» **TASK**:
Copy every line of the records below verbatim, keeping all wording, numbers, and punctuation unchanged.

#####

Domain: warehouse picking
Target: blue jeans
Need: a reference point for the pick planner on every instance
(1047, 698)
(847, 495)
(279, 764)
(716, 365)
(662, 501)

#####

» **CORRECT ANSWER**:
Domain: warehouse picking
Target: blue jeans
Need: a reference point for the pick planner on every instance
(1047, 698)
(847, 495)
(279, 764)
(716, 365)
(662, 501)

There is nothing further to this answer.